- **Written problem 1**: In the text on startup legal budgets, how large a "friends and family" discount do most law firms offer?
- **Written problem 2**: List every project that the text on startup legal budgets gives as an example of work a founder can request a flat fee for.

- **Text segment**:
════
What should my budget be?

At the forefront of any founder's mind is cost. How much should founders reasonably expect to spend in the early days? In true lawyerly fashion, Liu says of course the answer will depend on the nuances of the company and the market, but some ballpark figures are good to know.

"Law firms bill by the hour, so anticipate initial setup tasks like incorporation as an upfront cost. For example, it will likely take a few hours for incorporation, but privacy policy and terms of service could take longer," Liu says. "Or maybe you want employment contracts done as well, so tack on some more time too. Ultimately, make sure you understand the rates for partners and associates. Partner rates at large law firms typically can exceed $1K an hour. Some firms will provide fee deferral options with caps at around $10-25K until the startup receives their first round of financing or ~$1M raised, but know that this just means they'll collect at a later time."

"If budget is a real concern, you can utilize an online tool like Clerky to do your incorporation paperwork for you. Once you have more complex corporate needs, that's when you'll need to go to a law firm to get more customized advice." As for ongoing needs, you can work with your law firm to allocate a small monthly retainer based on your current stage and finances.

One of the easiest hacks Liu implores all her founders to ask for is a discount upfront. "Most law firms offer a 'friends and family' discount of at least 10-15%, so don't be shy to ask for this right away," she says. "You can also ask for a flat fee around specific projects, such as developing your terms of service, privacy policy, and employment agreements so that you can have better predictability around your legal expenses."
════
- **Records shown**:
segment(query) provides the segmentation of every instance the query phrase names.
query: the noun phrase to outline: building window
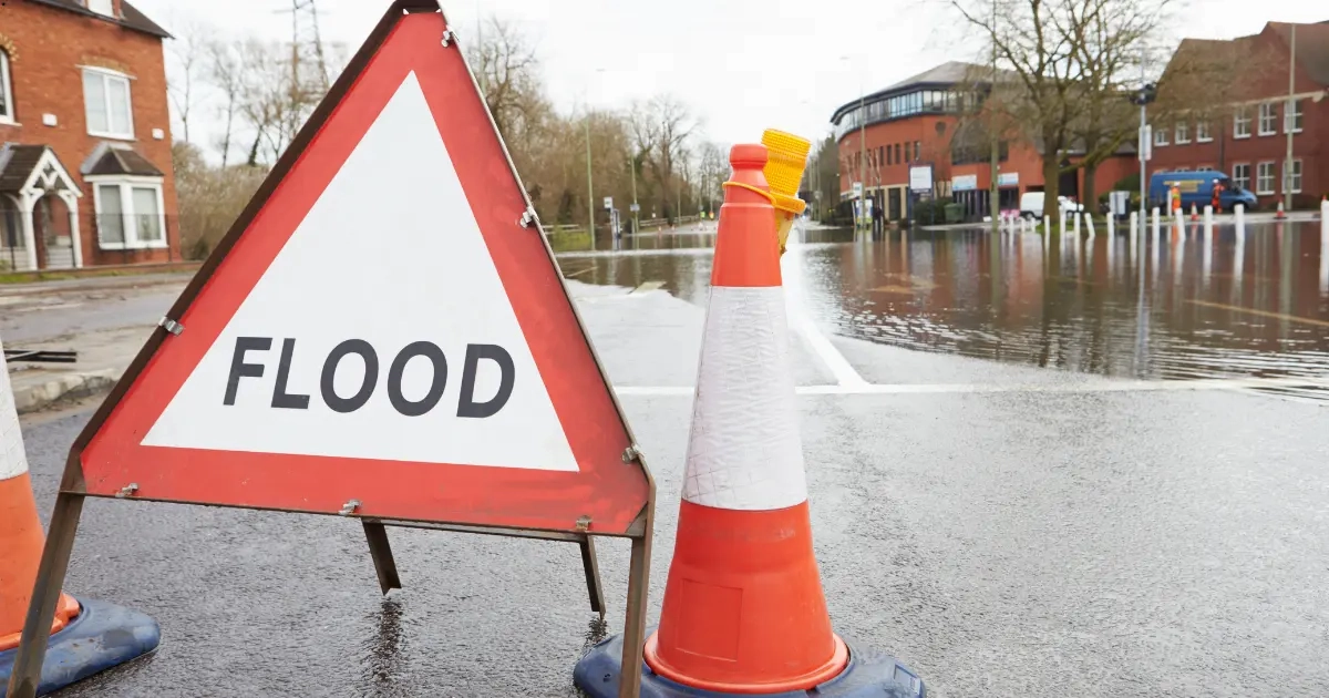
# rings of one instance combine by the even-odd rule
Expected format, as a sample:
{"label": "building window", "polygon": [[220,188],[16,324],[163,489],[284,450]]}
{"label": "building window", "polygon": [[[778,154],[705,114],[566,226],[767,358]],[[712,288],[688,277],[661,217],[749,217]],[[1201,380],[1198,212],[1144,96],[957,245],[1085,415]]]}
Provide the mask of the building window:
{"label": "building window", "polygon": [[1301,158],[1289,161],[1292,166],[1288,169],[1288,186],[1285,191],[1292,191],[1293,194],[1301,193]]}
{"label": "building window", "polygon": [[1260,136],[1273,136],[1278,125],[1278,109],[1273,102],[1260,105]]}
{"label": "building window", "polygon": [[0,124],[13,124],[13,81],[9,80],[9,55],[0,49]]}
{"label": "building window", "polygon": [[1251,165],[1243,162],[1232,166],[1232,183],[1241,189],[1251,189]]}
{"label": "building window", "polygon": [[1273,194],[1273,162],[1261,162],[1255,174],[1255,193],[1260,195]]}
{"label": "building window", "polygon": [[1284,106],[1286,112],[1282,120],[1282,133],[1301,133],[1301,100],[1292,100],[1290,106]]}
{"label": "building window", "polygon": [[1232,137],[1233,138],[1249,138],[1251,137],[1251,108],[1237,106],[1237,110],[1232,114]]}
{"label": "building window", "polygon": [[98,179],[93,197],[97,245],[102,250],[166,247],[166,213],[159,179]]}
{"label": "building window", "polygon": [[1176,125],[1176,142],[1188,144],[1191,142],[1191,125],[1185,121]]}
{"label": "building window", "polygon": [[121,73],[84,69],[84,105],[88,134],[104,138],[133,138],[134,118],[129,101],[129,78]]}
════
- **Task result 1**: At least 10-15%.

- **Task result 2**:
- Terms of service
- Privacy policy
- Employment agreements